[BEGIN RECORD EXTRACTS]

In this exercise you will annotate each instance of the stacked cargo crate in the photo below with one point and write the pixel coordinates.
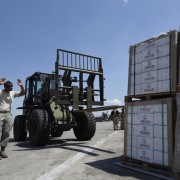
(150, 103)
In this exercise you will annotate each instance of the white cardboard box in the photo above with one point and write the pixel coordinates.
(145, 131)
(149, 65)
(145, 143)
(151, 87)
(145, 119)
(160, 158)
(161, 144)
(149, 76)
(149, 54)
(160, 131)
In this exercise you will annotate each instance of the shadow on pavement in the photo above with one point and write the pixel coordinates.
(108, 165)
(68, 144)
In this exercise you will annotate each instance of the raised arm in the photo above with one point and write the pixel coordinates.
(2, 81)
(22, 88)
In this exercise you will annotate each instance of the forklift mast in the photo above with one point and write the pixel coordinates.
(79, 80)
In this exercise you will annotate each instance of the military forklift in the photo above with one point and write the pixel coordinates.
(62, 100)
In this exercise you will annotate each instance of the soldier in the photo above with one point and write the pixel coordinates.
(122, 119)
(115, 119)
(6, 98)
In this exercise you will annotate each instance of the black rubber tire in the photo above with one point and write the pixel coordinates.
(86, 125)
(19, 128)
(39, 127)
(56, 133)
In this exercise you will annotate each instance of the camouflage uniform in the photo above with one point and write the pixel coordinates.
(6, 122)
(115, 119)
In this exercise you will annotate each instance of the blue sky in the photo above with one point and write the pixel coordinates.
(32, 30)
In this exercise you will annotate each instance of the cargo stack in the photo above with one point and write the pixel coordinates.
(150, 106)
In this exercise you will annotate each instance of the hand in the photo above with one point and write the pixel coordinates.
(19, 82)
(2, 80)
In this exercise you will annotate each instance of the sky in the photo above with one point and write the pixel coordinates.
(32, 30)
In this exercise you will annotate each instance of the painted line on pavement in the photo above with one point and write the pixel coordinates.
(54, 173)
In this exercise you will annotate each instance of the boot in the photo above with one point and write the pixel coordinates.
(2, 153)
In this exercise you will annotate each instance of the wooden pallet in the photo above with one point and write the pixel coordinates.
(147, 166)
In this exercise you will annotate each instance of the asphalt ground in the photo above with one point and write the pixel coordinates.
(65, 158)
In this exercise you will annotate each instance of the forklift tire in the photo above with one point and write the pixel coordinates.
(86, 125)
(56, 133)
(19, 128)
(39, 127)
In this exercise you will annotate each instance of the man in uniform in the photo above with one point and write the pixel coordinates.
(6, 99)
(115, 118)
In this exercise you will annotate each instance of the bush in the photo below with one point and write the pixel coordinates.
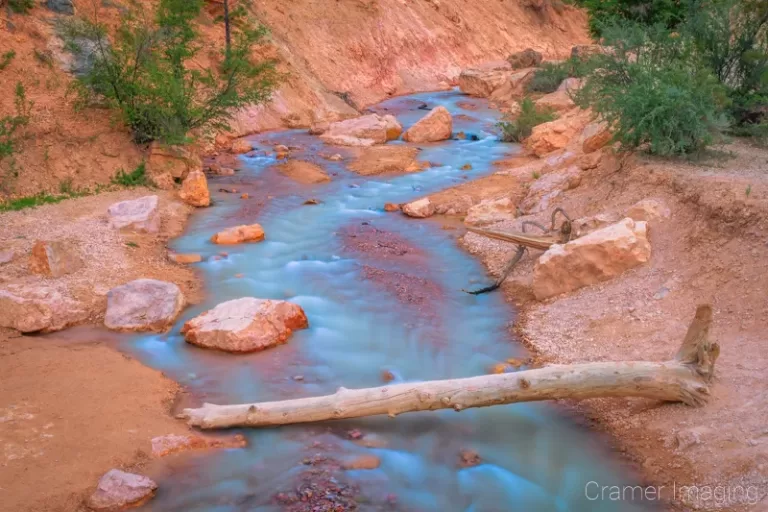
(21, 6)
(518, 129)
(147, 74)
(10, 125)
(136, 178)
(654, 91)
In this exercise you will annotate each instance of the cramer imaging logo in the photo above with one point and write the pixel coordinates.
(699, 496)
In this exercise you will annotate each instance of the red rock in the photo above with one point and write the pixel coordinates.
(239, 234)
(245, 325)
(172, 443)
(117, 490)
(54, 259)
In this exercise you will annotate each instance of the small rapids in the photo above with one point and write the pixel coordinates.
(532, 458)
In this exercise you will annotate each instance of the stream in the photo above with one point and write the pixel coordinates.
(532, 456)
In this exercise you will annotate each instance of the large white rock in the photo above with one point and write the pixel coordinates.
(359, 130)
(596, 257)
(245, 325)
(118, 490)
(143, 305)
(39, 309)
(435, 126)
(139, 215)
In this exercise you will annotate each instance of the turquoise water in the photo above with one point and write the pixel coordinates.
(533, 459)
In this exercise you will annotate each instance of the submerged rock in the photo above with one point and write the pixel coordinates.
(419, 209)
(239, 234)
(245, 325)
(138, 215)
(385, 159)
(596, 257)
(117, 490)
(143, 305)
(363, 131)
(194, 190)
(435, 126)
(303, 172)
(54, 259)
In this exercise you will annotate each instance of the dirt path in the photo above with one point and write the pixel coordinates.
(714, 249)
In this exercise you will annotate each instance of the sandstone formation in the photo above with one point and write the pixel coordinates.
(137, 215)
(360, 130)
(419, 209)
(435, 126)
(245, 325)
(194, 190)
(239, 235)
(596, 257)
(385, 159)
(54, 259)
(143, 305)
(118, 490)
(303, 172)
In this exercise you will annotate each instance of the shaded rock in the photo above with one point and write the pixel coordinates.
(596, 257)
(420, 208)
(366, 461)
(648, 210)
(548, 187)
(174, 160)
(558, 101)
(585, 225)
(245, 325)
(54, 259)
(385, 159)
(61, 6)
(184, 259)
(548, 137)
(118, 489)
(241, 146)
(239, 234)
(39, 309)
(194, 190)
(373, 127)
(491, 210)
(528, 58)
(138, 215)
(303, 172)
(166, 445)
(143, 305)
(596, 136)
(435, 126)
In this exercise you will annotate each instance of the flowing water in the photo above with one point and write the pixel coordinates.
(532, 458)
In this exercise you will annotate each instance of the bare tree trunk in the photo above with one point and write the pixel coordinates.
(684, 379)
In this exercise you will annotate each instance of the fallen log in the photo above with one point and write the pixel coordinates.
(684, 379)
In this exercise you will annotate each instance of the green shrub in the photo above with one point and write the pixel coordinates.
(147, 74)
(654, 91)
(21, 6)
(136, 178)
(516, 130)
(10, 125)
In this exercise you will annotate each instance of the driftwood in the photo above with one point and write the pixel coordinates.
(684, 379)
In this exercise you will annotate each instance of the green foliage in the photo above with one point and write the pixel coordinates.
(147, 73)
(6, 59)
(21, 6)
(137, 178)
(516, 130)
(655, 91)
(10, 125)
(606, 13)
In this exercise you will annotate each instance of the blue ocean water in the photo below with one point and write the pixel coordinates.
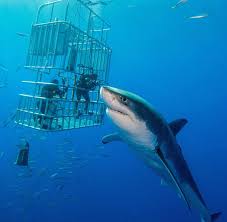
(178, 65)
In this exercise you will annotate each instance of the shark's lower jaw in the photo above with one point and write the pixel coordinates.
(117, 112)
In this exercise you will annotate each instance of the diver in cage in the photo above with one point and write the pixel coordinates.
(86, 83)
(47, 106)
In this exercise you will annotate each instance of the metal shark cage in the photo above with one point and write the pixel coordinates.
(68, 40)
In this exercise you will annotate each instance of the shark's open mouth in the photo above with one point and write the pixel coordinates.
(116, 111)
(112, 103)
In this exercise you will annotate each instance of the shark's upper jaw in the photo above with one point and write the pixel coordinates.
(113, 105)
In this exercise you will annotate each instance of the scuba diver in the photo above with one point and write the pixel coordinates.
(23, 155)
(86, 83)
(47, 106)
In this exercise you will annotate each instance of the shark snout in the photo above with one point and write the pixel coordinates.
(107, 96)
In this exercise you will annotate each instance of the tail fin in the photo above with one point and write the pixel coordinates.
(215, 216)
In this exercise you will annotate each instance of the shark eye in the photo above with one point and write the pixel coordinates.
(124, 100)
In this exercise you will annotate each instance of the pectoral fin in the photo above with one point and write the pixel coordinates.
(177, 125)
(165, 164)
(111, 138)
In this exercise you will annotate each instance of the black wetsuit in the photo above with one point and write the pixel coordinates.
(48, 107)
(85, 84)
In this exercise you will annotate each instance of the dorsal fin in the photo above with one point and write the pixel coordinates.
(177, 125)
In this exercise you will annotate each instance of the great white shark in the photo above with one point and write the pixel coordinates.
(154, 140)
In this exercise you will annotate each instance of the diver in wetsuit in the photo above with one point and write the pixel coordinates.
(86, 83)
(47, 106)
(23, 155)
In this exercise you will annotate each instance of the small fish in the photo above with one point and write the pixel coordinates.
(54, 175)
(1, 155)
(22, 34)
(2, 67)
(181, 2)
(60, 187)
(198, 16)
(131, 6)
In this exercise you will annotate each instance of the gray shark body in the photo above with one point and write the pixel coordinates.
(154, 141)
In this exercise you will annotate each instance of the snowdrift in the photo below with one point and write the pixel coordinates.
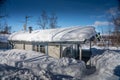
(20, 64)
(107, 66)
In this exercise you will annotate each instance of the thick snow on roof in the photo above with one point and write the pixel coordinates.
(52, 35)
(4, 38)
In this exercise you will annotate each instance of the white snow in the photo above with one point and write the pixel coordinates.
(21, 64)
(4, 38)
(59, 34)
(36, 66)
(107, 66)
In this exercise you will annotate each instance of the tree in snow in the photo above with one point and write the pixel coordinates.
(115, 17)
(53, 21)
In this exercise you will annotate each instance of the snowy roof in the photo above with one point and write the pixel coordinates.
(54, 35)
(4, 38)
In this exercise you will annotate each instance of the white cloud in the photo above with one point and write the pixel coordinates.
(102, 23)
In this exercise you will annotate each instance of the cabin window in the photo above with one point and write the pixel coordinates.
(42, 48)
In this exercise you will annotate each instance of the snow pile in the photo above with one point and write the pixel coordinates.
(4, 38)
(107, 66)
(20, 64)
(52, 35)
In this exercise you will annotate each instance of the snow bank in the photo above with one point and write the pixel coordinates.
(59, 34)
(107, 66)
(36, 66)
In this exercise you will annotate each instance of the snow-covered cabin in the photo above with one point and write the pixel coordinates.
(59, 42)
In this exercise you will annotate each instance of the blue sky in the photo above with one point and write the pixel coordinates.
(69, 12)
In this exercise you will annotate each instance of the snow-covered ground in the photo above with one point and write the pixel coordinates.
(37, 66)
(107, 66)
(21, 64)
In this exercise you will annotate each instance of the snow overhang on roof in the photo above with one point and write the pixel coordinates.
(55, 35)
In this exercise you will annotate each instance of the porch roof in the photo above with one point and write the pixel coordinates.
(69, 34)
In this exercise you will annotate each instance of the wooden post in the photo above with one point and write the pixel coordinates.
(80, 54)
(46, 49)
(60, 51)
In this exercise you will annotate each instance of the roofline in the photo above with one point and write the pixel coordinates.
(48, 42)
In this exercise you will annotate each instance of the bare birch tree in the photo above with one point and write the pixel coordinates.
(43, 20)
(53, 21)
(116, 22)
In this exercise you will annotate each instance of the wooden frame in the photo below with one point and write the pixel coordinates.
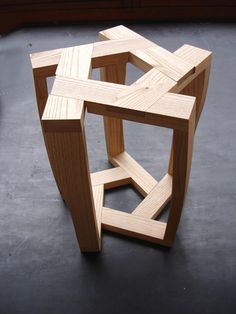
(170, 94)
(15, 13)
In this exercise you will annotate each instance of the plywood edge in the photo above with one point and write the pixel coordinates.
(134, 226)
(111, 178)
(62, 114)
(141, 179)
(171, 111)
(198, 57)
(156, 200)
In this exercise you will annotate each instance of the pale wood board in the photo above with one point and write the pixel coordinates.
(111, 178)
(142, 180)
(113, 127)
(155, 201)
(134, 226)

[END RECORD EXTRACTS]

TASK GOAL
Nothing but the lines from the line containing "the bare birch" through the last line of the material may be output, and they must be copied exactly, without pictures.

FINAL RESULT
In this exercise you will annotate each instance of the bare birch tree in the photo above with one point and write the pixel coordinates.
(43, 20)
(53, 21)
(116, 22)
In this exercise you will annotate each instance of the wooden frame in the photo below with one point and write the pixel coordinates.
(170, 94)
(15, 13)
In this exercise you will annotate each instance of the plywood edge in the photo above with one point and write the pixel coordinates.
(134, 226)
(111, 178)
(62, 114)
(141, 179)
(171, 111)
(198, 57)
(156, 200)
In this exercise you will annotate each instance of the pale wood board in the photo above with one point and write the pixel coordinates.
(111, 178)
(142, 180)
(113, 127)
(155, 201)
(134, 226)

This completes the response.